So says Sean Collier on Pittsburgh Today, and it’s just one of the many strong notices that Prime Stage Theatre’s Frankenstein has garnered since its opening on November 5.

You can catch the entire Pittsburgh Today review by clicking the player at the bottom of this post.

<<< Everett Lowe as the Creature and Maddie Kocur as Justine Moritz.

Also out is a strong review from Broadway World, which has some terrific things to say about Everett Lowe’s performance as The Creature:

The show is at its best in any sequence involving Lowe, whose physicality is somewhere between a jungle animal and the carefully precise danger of a Michael Myers type.

Gone are the green skin, the bolts and the stitches of modern myth; Connolly’s adaptation makes it very clear (without using twenty-first century terms) that Frankenstein isn’t a stitched-up corpse or even a cyborg but an android, a truly artificial, synthesized form of life using biomechanical engineering. With his menacing stature, aquiline nose and deep, deep voice, Everett Lowe gives the great Clancy Brown a run for his money in the realm of enormous, well-spoken sepulchral bruisers.

You can read all of Greg Kerestan’s Broadway World review here.

Isaac Miller as Victor Frankenstein and Everett Lowe as the Creature.>>>

Also praising Lowe’s performance (as well as those of the other actors) is Clair DeMarco, who reviewed the play for ‘Burgh Vivant, Pittsburgh’s Late-Night Talk Show:

Lowe is outstanding as the creature. He is not one-dimensional but clever, cunning, cruel and confused.

[Isaac] Miller as Victor displays a range of emotions from a stable, normal human wanting to create a perfect human to an almost crazed individual as he pursues the creature. 

The review also praises the work of Lighting Designer Hope Debellius and Sound Designer Mark Whitehead. You can read it all here.

<<< Evocative lighting by Hope Debellius complements scenic design by Tucker Topel in the opening scene, set in Lord Byron’s mansion on a dark and stormy night, with Mary Godwin (Stacia Paglieri) and Claire Clairmont (Maddie Kocur) seated left, Lord Byron (Michael McBurney) standing center, and John Polidori (Adam Selignson) and Percy Shelley (Isaac Miller) seated right.

In addition, naming the show its “top pick” for “things to do this weekend in Pittsburgh” is a review in Pittsburgh Magazine.

=======

**STATED GOAL A**.
Please copy, word for word, the lines of the records from the line with "Task: tag the distant" to the line with "x=1046, y=400", including both of those lines.

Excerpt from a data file

=======

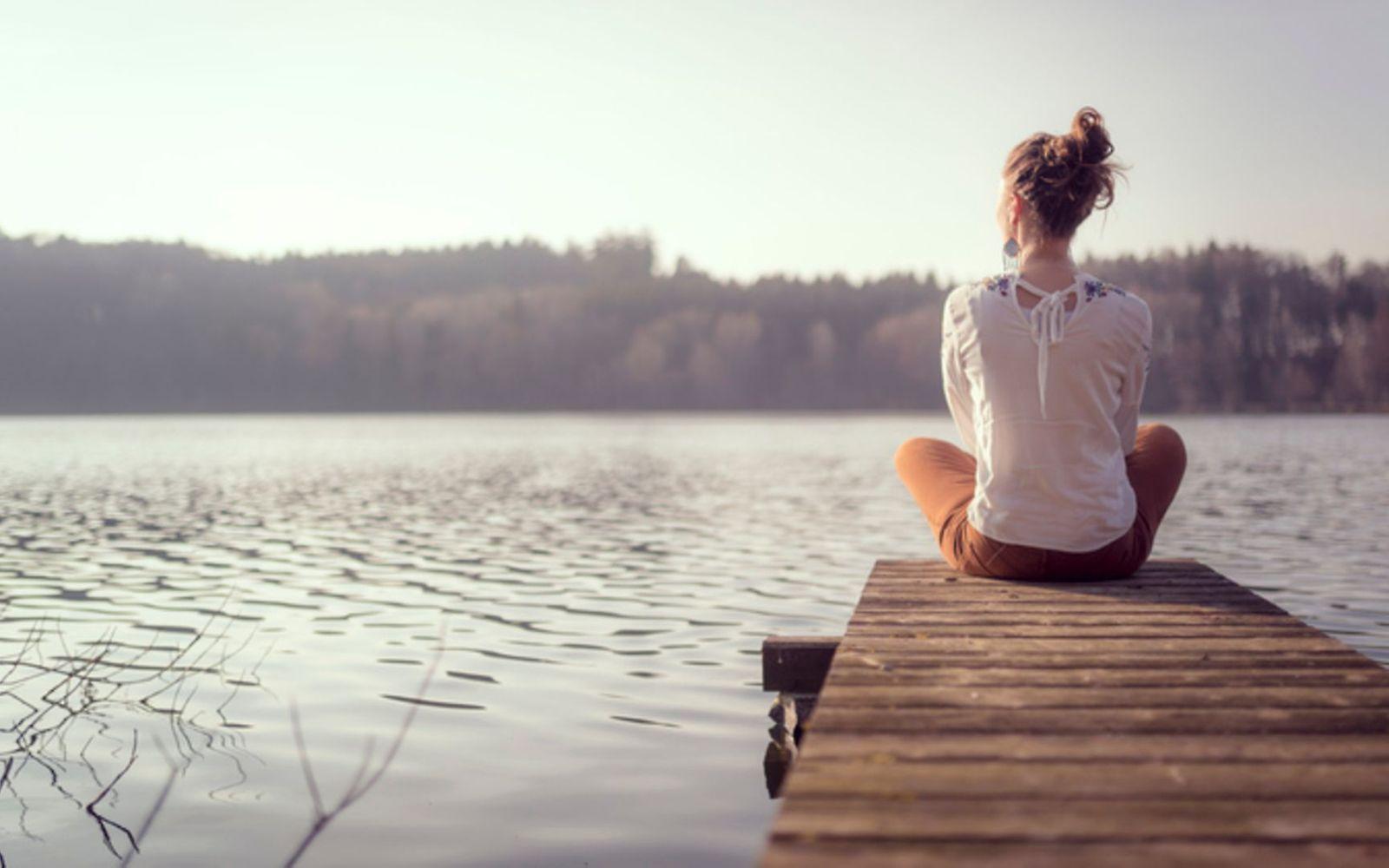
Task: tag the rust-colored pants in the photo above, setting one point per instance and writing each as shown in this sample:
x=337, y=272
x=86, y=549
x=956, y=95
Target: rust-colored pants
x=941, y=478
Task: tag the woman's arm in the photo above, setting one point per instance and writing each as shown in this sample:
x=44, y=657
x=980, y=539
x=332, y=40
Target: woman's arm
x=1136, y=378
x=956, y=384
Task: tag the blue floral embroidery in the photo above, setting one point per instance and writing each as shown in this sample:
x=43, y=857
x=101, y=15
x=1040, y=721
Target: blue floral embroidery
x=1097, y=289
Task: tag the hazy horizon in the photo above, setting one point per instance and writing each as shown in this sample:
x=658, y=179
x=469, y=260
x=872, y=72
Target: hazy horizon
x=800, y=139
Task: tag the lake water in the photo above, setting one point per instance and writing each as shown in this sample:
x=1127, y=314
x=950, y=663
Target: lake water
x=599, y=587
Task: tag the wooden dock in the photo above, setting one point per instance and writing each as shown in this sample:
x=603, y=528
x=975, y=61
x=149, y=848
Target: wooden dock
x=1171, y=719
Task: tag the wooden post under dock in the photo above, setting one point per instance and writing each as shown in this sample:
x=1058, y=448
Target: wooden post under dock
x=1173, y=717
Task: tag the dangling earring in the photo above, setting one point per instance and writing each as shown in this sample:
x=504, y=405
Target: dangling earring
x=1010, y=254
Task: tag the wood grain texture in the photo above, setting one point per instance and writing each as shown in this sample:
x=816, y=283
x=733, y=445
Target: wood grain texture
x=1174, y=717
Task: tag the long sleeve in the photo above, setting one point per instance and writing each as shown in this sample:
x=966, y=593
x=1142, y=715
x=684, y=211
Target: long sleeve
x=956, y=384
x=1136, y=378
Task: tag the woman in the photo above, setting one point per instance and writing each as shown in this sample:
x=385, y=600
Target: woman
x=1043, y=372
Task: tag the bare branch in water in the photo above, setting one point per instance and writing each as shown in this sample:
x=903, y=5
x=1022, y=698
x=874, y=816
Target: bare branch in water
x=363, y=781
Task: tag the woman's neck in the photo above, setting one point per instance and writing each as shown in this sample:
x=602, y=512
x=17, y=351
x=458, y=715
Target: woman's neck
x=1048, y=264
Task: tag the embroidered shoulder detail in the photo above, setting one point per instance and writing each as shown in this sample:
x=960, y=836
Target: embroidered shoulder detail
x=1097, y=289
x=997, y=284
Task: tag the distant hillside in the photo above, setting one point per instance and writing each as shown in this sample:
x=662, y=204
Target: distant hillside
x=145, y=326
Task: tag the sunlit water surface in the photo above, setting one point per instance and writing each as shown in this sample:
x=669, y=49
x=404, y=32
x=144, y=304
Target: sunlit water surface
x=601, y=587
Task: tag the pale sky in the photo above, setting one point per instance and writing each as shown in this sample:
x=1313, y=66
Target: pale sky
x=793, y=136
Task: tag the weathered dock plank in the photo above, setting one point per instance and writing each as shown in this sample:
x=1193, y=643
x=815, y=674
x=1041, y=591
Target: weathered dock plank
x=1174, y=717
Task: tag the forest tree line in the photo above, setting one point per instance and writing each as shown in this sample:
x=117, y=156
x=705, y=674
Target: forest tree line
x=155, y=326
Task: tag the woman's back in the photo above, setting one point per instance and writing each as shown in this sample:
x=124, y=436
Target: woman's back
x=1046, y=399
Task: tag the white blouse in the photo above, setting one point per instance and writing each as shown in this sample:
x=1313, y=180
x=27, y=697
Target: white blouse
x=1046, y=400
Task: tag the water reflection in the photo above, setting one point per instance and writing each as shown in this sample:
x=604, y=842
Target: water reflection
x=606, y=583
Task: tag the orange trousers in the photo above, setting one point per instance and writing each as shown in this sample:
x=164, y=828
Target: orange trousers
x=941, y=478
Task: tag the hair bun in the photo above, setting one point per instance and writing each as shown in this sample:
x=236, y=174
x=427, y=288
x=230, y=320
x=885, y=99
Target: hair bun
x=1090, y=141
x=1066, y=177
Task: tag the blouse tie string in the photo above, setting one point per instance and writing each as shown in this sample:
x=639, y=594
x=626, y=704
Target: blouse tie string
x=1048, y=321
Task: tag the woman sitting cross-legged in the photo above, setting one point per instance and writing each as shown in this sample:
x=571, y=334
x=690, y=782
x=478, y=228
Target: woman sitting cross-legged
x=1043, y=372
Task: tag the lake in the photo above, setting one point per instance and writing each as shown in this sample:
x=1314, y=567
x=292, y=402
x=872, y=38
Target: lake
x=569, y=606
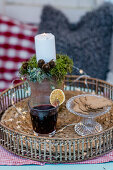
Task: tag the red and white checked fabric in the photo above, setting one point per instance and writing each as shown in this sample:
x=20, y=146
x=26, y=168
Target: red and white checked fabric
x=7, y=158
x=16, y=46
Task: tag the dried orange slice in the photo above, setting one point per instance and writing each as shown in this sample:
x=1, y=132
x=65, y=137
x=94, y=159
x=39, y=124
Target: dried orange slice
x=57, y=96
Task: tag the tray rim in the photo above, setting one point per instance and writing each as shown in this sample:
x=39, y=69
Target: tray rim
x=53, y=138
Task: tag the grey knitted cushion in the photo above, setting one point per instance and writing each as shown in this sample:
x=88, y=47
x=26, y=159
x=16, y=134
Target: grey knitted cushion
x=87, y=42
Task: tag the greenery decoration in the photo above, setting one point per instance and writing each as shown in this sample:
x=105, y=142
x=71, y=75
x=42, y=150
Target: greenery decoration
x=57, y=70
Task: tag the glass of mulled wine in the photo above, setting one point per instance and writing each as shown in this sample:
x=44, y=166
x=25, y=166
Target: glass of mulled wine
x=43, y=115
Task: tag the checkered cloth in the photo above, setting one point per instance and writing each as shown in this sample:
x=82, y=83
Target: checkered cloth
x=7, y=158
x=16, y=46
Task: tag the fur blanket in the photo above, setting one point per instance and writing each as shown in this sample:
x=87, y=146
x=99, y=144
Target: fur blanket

=======

**STATED GOAL B**.
Carry on the roundup of reviews of Prime Stage Theatre's Frankenstein from its final sentence.

**TASK RESPONSE A**.
Task: tag the distant hillside in the photo above, setting one point per instance and writing each as shown in this sample:
x=662, y=204
Target: distant hillside
x=145, y=326
Task: tag the sunlit water surface in the photo above, setting one point per instance and writing each as shown in this sample:
x=669, y=49
x=404, y=32
x=144, y=304
Target: sunlit water surface
x=601, y=587
Task: tag the pale sky in the photo above, setting one point per instance and writing each as shown in this sample:
x=1313, y=66
Target: pale sky
x=793, y=136
Task: tag the weathered dock plank in the photo above, setting one point per instance and writing each as shown in this sample:
x=1193, y=643
x=815, y=674
x=1041, y=591
Target: weathered dock plank
x=1174, y=717
Task: tag the forest tree line in the photo above, setting one point per instance and writing each as shown in this sample:
x=117, y=156
x=705, y=674
Target: forest tree line
x=155, y=326
Task: tag the woman's back in the photo above, setting one point per instance and writing each as shown in this sample:
x=124, y=436
Target: woman's back
x=1046, y=399
Task: tag the white blouse in the photo above, setting one point per instance and writing each as shown in this sample:
x=1313, y=180
x=27, y=697
Target: white blouse
x=1046, y=400

**TASK RESPONSE B**.
In the hands of Prime Stage Theater — via an adaptation by Lawrence C. Connolly — “Frankenstein” is a story about the inability to control one’s own creation — and that narrative applies to both Victor Frankenstein, the obsessive scientist who builds a living creature from artificial materials, and Shelley, the author who dreams up a tale scarier than the gothic ghost stories of her era. In framing scenes, we see Shelley conceive of a clever, creepy tale, only to surprise herself as it gets darker and more sinister; meanwhile, Frankenstein refuses to consider what will become of his creation should he succeed, only to find that his monster learns violence and brutality from the humans he encounters.

That review is available here.

“It’s alive!” Isaac Miller as Victor Frankenstein prepares to deliver the “spark of being” to the “lifeless clay.” >>>

The show has also been generating fine buzz in the blogosphere, as is the case with a post from Frankenstein aficionado Maxwell Cheney who writes the Rondo-Award-winning blog The Drunken Severed Head. He posted one of the production’s first reviews on Facebook after attending the preview. Here’s part of what he has to say:

This new adaptation has some fresh and interesting features. The ship that Frankenstein is taken aboard is cleverly named the Prometheus, Frankenstein’s mother’s ghost acts as Victor’s personal Greek chorus, the mate for the Creature meets a particularly chilling end, and the ancient idea of the four bodily humours is used in a novel way. Most importantly, there is an effective confrontation between two of the major characters that has not appeared in any single adaptation of the novel that I have ever heard of.

You can read his entire post here.

Prime Stage’s Frankenstein continues through this weekend at Pittsburgh’s New Hazlett Theatre. Tickets and information are available at the Prime Stage website.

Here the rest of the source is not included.